**Exercise objective**
Give a verbatim quotation of every record.

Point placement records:

——————————

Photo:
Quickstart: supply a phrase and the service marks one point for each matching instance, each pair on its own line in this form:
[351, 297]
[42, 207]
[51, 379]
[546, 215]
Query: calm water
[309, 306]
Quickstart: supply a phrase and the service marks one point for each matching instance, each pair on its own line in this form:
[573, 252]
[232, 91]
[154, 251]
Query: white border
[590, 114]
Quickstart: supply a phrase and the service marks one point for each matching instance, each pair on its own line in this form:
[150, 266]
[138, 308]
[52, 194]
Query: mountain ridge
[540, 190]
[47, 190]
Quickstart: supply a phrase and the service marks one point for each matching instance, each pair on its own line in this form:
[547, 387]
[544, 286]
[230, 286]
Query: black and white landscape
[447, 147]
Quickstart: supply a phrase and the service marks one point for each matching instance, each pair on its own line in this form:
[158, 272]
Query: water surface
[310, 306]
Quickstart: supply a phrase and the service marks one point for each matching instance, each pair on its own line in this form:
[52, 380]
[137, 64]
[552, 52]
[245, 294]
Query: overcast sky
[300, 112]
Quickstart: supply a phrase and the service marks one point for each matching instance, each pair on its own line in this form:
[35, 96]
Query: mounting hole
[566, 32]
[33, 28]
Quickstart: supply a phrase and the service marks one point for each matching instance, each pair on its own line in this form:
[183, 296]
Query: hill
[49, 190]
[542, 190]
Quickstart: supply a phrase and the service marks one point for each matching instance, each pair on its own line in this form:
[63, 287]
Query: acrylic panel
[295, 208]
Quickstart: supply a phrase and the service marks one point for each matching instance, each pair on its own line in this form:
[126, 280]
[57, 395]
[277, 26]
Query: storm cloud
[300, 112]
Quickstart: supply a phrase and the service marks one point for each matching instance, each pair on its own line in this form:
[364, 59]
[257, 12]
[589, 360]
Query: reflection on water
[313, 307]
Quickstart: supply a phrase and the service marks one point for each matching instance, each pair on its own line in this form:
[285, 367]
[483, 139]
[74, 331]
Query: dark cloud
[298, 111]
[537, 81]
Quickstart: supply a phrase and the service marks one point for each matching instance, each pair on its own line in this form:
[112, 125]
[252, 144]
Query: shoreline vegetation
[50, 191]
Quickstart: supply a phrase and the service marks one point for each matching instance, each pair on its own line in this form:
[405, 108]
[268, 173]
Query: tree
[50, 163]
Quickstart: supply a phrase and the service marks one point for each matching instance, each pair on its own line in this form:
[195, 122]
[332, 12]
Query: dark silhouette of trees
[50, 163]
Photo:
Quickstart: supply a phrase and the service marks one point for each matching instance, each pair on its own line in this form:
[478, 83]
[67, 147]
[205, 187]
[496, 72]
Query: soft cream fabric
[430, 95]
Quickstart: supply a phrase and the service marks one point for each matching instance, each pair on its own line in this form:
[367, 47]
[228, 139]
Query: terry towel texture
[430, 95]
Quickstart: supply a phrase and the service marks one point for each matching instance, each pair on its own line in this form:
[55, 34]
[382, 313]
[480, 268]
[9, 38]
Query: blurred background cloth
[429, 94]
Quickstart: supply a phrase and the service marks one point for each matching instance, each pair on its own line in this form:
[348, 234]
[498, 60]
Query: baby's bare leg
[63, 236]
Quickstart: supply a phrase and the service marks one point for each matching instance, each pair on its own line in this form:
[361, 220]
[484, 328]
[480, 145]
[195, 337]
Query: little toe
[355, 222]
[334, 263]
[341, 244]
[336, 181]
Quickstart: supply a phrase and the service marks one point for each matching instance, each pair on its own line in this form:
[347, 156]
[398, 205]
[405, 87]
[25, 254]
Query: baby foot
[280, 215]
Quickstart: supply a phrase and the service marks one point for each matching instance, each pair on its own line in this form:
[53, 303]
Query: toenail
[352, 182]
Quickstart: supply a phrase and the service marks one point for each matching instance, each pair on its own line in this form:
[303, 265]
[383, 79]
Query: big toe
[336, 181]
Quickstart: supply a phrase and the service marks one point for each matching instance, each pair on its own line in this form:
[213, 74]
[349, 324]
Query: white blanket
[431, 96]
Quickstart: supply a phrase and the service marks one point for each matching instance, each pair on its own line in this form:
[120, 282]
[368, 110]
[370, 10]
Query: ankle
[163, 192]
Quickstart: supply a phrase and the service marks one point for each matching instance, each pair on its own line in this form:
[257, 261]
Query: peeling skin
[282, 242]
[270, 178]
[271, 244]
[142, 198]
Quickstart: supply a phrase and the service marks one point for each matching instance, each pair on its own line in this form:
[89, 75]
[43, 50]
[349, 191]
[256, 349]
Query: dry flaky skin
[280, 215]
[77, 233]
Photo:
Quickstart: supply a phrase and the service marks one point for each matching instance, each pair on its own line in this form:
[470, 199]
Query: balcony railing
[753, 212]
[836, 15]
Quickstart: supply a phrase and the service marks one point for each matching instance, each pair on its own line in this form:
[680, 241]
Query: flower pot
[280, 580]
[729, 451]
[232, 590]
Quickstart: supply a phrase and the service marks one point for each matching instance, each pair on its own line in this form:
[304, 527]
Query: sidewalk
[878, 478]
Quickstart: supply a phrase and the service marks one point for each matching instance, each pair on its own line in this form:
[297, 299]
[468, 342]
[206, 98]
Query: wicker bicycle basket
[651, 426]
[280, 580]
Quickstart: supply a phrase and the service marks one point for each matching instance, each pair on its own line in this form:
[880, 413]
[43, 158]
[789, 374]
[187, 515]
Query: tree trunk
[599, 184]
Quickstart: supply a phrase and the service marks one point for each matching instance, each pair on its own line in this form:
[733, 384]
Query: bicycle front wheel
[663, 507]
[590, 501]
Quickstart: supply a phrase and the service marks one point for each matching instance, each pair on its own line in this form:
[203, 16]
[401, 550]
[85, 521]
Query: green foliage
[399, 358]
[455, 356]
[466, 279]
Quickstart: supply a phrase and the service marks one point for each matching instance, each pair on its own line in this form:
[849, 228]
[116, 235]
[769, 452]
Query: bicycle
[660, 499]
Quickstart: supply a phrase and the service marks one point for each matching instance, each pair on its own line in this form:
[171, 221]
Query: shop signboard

——————————

**Result for this exercise**
Photo:
Quickstart: supply a phrase and the service marks one point for each matching instance, each pair on its own line in this form:
[351, 297]
[42, 207]
[51, 379]
[546, 215]
Query: calm water
[309, 306]
Quickstart: supply a phrase and the service marks one point for each matching instance, each pair on its own line in this form:
[573, 252]
[232, 91]
[154, 251]
Query: white border
[590, 114]
Quickstart: supply a phrase and the service marks one point for each matching instance, each pair on its own line in this form:
[150, 266]
[138, 308]
[52, 194]
Query: mountain ridge
[540, 190]
[47, 190]
Quickstart: supply a phrase and the service marks one point for each matching instance, each pair on its own line in this form:
[547, 387]
[544, 286]
[230, 286]
Query: black and white landscape
[447, 147]
Quickstart: supply a phrase and the service marks one point for each matching instance, each pair on its own line in this form:
[158, 272]
Query: water surface
[310, 306]
Quickstart: supply a phrase and the service marks one point for each matching instance, each pair on its own line in this form:
[52, 380]
[137, 64]
[552, 52]
[245, 294]
Query: overcast sky
[300, 112]
Quickstart: supply a phrase and the service marks one point for each matching instance, each pair on its own line in this form:
[35, 96]
Query: mounting hole
[566, 32]
[33, 28]
Quickstart: supply a phrase and the service marks one point for each matching instance, each pair on its own line in this form:
[183, 296]
Query: hill
[49, 190]
[542, 190]
Quickstart: supply a phrase and the service marks one point for each matching instance, each pair on its own line in this form:
[63, 287]
Query: acrylic panel
[295, 208]
Quickstart: supply a phrase and the service marks one point for each matching instance, each pair on its own line in this form:
[126, 280]
[57, 395]
[277, 26]
Query: storm cloud
[300, 112]
Quickstart: supply a phrase and the service marks one point for each matching instance, each pair on its own line in this form:
[364, 59]
[257, 12]
[589, 360]
Query: reflection on water
[313, 307]
Quickstart: supply a phrase and the service marks one point for each matching instance, each pair on its own line in this form:
[285, 367]
[483, 139]
[74, 331]
Query: dark cloud
[298, 111]
[537, 81]
Quickstart: supply a phrase and the service marks one point for each matching instance, each pair on its own line in this form:
[112, 125]
[252, 144]
Query: shoreline vegetation
[50, 191]
Quickstart: supply a phrase and the service marks one point for each matching instance, each pair on its own line in this form:
[405, 108]
[268, 173]
Query: tree
[50, 163]
Quickstart: supply a phrase and the service marks one point for each matching instance, each pair on its own line in this form:
[195, 122]
[332, 12]
Query: dark silhouette of trees
[50, 163]
Photo:
Quickstart: supply a phrase and the service marks one point for each matching instance, each pair on its own line in this form:
[478, 83]
[67, 147]
[205, 187]
[496, 72]
Query: soft cream fabric
[430, 95]
Quickstart: supply a phrase and the service marks one point for each matching instance, each pair on its own line in this form:
[367, 47]
[228, 139]
Query: terry towel texture
[430, 95]
Quickstart: supply a phrase and the service marks one point for each matching instance, each pair on its own line in this form:
[55, 34]
[382, 313]
[480, 268]
[9, 38]
Query: blurred background cloth
[429, 94]
Quickstart: supply a phrase and the service marks one point for each matching instance, each pair on its own line in this form:
[348, 234]
[498, 60]
Query: baby's bare leg
[63, 236]
Quickstart: supply a phrase and the service marks one point for each matching instance, each pair on its own line in this form:
[361, 220]
[484, 328]
[480, 145]
[195, 337]
Query: little toe
[355, 222]
[334, 263]
[341, 244]
[336, 181]
Quickstart: supply a phrase and the service marks one point for each matching instance, each pair on its own line in this form:
[347, 156]
[398, 205]
[405, 87]
[25, 254]
Query: baby foot
[280, 215]
Quickstart: supply a phrase and the service marks one point for each matching instance, each pair on its own line in this form:
[53, 303]
Query: toenail
[352, 182]
Quickstart: supply a phrase and the service marks one point for each matching instance, each pair on its own line in this form:
[303, 265]
[383, 79]
Query: big toe
[336, 181]
Quickstart: supply a phrase and the service marks one point for each matching instance, each pair on its own line in this form:
[213, 74]
[349, 324]
Query: white blanket
[431, 96]
Quickstart: supply a phrase and the service marks one point for each matching instance, each pair on its own line in this form:
[120, 282]
[368, 110]
[370, 10]
Query: ankle
[163, 192]
Quickstart: supply a phrase and the service marks one point for each matching instance, each pair on its own line in this form:
[257, 261]
Query: peeling skin
[282, 242]
[270, 178]
[271, 244]
[142, 198]
Quickstart: supply a phrase and the service marks one point for each matching instance, each pair on its own line in this form:
[89, 75]
[43, 50]
[349, 191]
[256, 349]
Query: dry flaky skin
[280, 215]
[77, 233]
Photo:
Quickstart: supply a phrase and the service marks one point for each matching instance, each pair on its own line in this form:
[470, 199]
Query: balcony railing
[753, 212]
[836, 15]
Quickstart: supply a phrase and the service marks one point for each matching instance, each pair on its own line in this form:
[680, 241]
Query: flower pot
[280, 580]
[729, 451]
[232, 590]
Quickstart: supply a phrase and the service marks one point for each matching instance, each pair on its own line in this form:
[304, 527]
Query: sidewalk
[878, 478]
Quickstart: supply a phrase and the service marks one point for each matching instance, each pair on its own line in this form:
[297, 299]
[468, 342]
[206, 98]
Query: wicker bicycle basket
[651, 426]
[280, 580]
Quickstart: supply a phrase and the service marks one point for each matching instance, each pair on its own line in this form:
[880, 413]
[43, 158]
[789, 374]
[187, 515]
Query: tree trunk
[599, 184]
Quickstart: supply a phrase and the service marks one point for each matching instance, each pair on its own line in this form:
[733, 384]
Query: bicycle front wheel
[663, 507]
[590, 501]
Quickstart: supply a phrase and the service marks one point for each matching instance, each pair on its own line in this form:
[203, 16]
[401, 550]
[85, 521]
Query: green foliage
[399, 358]
[455, 356]
[466, 279]
Quickstart: supply a phrase and the service marks one point for each matching instance, each pair on its own line in this form:
[849, 228]
[116, 235]
[769, 452]
Query: bicycle
[660, 499]
Quickstart: supply a phrase and the service marks one point for each matching instance, each pair on its own line in this form:
[171, 221]
Query: shop signboard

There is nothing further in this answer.